Rows:
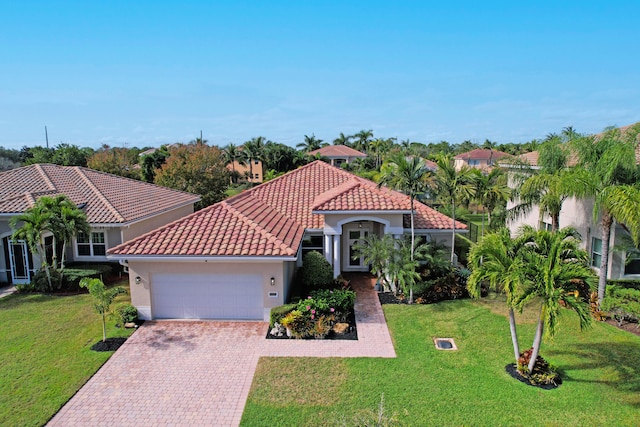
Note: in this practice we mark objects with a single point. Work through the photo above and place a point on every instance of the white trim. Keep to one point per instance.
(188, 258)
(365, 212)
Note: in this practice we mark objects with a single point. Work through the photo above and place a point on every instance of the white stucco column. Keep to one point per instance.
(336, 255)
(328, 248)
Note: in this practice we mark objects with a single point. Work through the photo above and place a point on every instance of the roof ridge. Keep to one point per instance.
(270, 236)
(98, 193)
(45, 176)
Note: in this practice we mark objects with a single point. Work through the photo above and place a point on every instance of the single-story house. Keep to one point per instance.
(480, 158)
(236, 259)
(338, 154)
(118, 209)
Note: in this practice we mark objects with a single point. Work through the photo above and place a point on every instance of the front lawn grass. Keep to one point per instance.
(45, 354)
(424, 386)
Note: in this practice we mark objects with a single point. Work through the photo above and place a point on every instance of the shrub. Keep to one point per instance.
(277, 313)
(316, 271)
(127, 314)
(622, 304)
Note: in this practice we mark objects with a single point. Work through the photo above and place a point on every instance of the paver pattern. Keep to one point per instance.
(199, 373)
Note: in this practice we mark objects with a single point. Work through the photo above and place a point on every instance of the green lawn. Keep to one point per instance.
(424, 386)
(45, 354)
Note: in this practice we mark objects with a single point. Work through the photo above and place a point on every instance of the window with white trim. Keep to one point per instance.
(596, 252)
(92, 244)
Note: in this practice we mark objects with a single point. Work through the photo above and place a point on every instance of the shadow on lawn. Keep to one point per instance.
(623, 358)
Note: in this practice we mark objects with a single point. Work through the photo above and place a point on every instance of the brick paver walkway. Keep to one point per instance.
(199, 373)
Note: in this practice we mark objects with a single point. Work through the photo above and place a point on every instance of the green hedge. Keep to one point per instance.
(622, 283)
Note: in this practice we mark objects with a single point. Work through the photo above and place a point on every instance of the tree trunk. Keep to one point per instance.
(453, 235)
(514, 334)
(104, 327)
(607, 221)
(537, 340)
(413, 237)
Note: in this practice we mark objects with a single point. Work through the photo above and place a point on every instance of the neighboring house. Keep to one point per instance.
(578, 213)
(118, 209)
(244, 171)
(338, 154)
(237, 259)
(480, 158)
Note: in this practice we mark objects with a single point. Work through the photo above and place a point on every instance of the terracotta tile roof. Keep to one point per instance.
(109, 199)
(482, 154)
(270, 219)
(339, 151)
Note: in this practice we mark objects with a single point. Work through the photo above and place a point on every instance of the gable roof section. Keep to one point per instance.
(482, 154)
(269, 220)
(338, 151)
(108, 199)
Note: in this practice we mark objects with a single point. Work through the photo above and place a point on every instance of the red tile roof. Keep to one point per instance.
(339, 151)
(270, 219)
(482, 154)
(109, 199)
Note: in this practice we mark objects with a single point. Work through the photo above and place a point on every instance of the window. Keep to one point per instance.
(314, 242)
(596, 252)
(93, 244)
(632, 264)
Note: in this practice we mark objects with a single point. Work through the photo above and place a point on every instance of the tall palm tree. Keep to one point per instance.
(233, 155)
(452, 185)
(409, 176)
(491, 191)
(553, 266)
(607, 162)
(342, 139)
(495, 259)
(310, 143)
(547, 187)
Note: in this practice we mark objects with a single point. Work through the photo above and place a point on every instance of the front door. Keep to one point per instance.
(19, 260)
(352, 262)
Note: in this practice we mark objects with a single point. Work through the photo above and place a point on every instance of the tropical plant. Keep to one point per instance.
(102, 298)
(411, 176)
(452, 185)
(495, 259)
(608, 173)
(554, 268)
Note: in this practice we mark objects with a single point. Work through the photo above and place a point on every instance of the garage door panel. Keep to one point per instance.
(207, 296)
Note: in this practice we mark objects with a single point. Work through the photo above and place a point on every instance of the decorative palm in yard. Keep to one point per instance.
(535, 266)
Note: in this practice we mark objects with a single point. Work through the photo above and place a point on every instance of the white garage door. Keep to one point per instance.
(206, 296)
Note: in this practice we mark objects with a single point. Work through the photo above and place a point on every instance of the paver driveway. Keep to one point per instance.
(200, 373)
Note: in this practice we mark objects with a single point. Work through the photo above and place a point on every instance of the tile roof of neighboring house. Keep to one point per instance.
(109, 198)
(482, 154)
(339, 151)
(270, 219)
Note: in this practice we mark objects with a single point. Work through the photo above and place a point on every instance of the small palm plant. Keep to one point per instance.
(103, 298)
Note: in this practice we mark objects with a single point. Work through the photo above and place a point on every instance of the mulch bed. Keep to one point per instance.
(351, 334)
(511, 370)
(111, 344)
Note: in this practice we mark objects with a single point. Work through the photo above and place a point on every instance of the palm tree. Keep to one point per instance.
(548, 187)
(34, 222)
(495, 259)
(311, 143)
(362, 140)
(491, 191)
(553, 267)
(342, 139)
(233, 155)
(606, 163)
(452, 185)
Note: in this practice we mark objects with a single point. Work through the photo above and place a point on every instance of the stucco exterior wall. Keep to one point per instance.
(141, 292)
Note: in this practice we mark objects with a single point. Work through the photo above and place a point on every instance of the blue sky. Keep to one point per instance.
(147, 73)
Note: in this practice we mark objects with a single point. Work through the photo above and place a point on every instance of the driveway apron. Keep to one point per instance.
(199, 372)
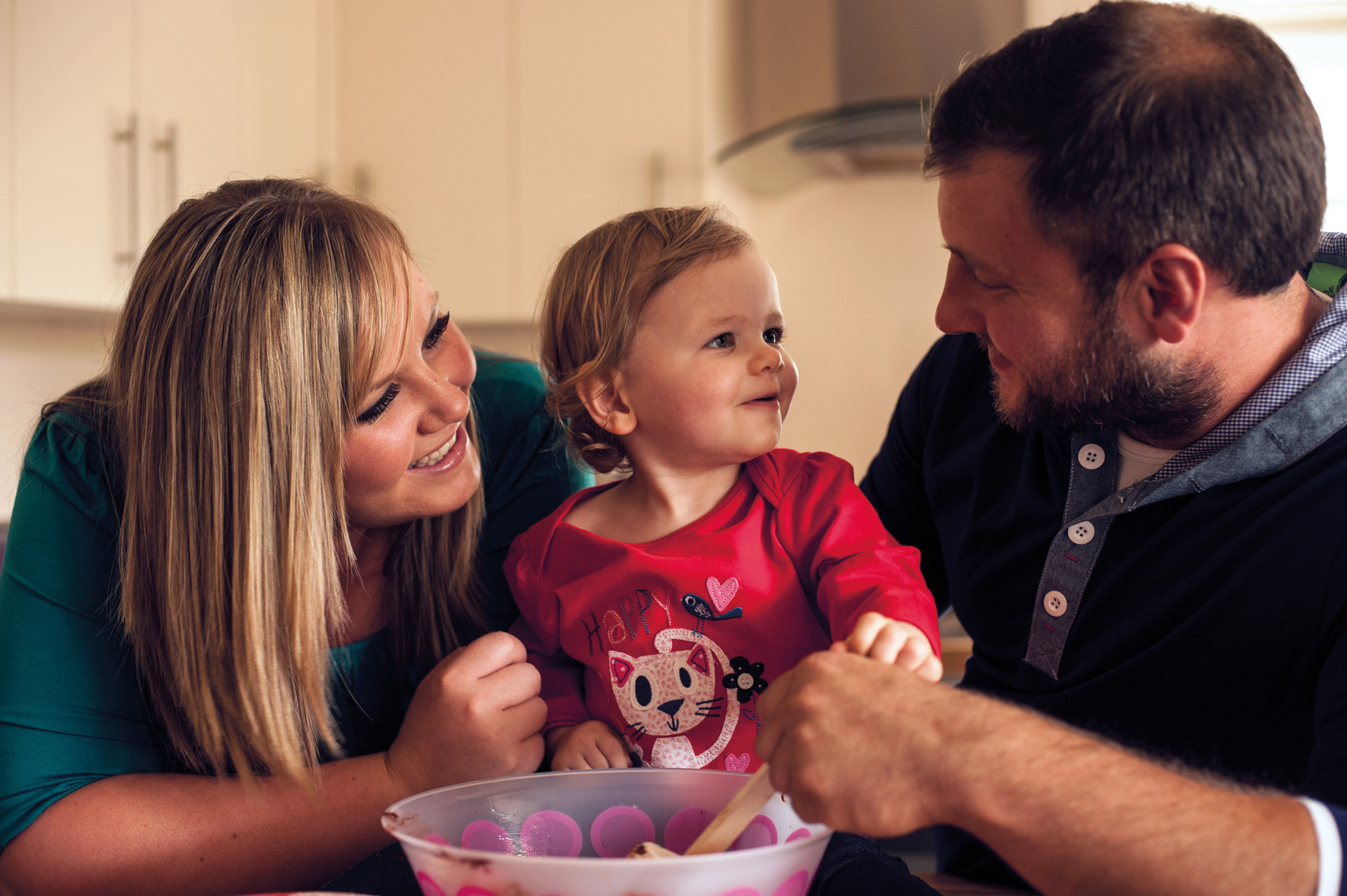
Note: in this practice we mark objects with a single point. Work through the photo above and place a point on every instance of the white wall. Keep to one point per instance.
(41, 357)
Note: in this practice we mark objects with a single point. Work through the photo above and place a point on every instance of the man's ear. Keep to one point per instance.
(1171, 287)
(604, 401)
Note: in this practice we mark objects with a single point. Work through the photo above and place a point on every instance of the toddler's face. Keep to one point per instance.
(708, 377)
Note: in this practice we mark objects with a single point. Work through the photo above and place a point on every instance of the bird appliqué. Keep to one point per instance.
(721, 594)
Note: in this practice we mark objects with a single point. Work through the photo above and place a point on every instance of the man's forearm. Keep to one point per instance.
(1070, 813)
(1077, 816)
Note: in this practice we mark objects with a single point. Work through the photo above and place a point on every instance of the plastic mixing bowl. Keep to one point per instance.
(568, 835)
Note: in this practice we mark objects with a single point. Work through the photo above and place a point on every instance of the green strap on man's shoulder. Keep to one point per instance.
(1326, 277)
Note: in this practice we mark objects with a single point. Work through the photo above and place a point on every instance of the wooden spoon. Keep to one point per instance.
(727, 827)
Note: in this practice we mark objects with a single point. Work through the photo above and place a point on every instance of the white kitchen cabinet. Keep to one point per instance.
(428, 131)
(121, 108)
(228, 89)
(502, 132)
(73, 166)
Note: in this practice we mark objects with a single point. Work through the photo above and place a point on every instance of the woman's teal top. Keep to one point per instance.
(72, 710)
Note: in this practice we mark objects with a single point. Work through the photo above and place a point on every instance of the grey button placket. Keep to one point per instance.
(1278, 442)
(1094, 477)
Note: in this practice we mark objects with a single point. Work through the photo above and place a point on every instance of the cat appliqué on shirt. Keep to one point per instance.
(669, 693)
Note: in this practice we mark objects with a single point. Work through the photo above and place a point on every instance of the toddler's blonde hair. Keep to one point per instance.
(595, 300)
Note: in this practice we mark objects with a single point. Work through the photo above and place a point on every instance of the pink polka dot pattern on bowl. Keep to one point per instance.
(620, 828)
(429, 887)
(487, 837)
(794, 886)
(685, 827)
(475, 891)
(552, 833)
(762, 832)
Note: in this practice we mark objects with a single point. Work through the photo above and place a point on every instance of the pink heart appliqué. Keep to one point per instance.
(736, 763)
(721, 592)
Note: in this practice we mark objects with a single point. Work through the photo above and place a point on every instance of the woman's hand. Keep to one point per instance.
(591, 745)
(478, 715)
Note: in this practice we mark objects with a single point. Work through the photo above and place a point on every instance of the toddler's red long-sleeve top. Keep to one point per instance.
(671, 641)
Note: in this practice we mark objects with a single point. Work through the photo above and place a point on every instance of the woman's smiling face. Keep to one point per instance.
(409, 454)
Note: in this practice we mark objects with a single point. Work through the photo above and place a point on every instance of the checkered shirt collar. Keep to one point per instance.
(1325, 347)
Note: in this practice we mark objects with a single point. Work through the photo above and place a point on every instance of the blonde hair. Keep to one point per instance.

Stated task: Every line from the one holding "smiling face. Keep to one point per instance." through the final line of the listing must be echoed exactly; leave out all other lines.

Solution for this problem:
Note: in this practice we mark objects with a single point. Work through the photo above and place a point on every instance of the woman's smiling face. Keep to one point per instance.
(409, 454)
Note: in this practice we mark objects with a single point. Work through the photo above and place a point on every instance of the checkered shirt collar. Keep to one point per instance.
(1325, 347)
Note: in this practice we mark objects with a single point. Work through the photo above and place a point on every instance of the blonde hair. Keep to one point per instance.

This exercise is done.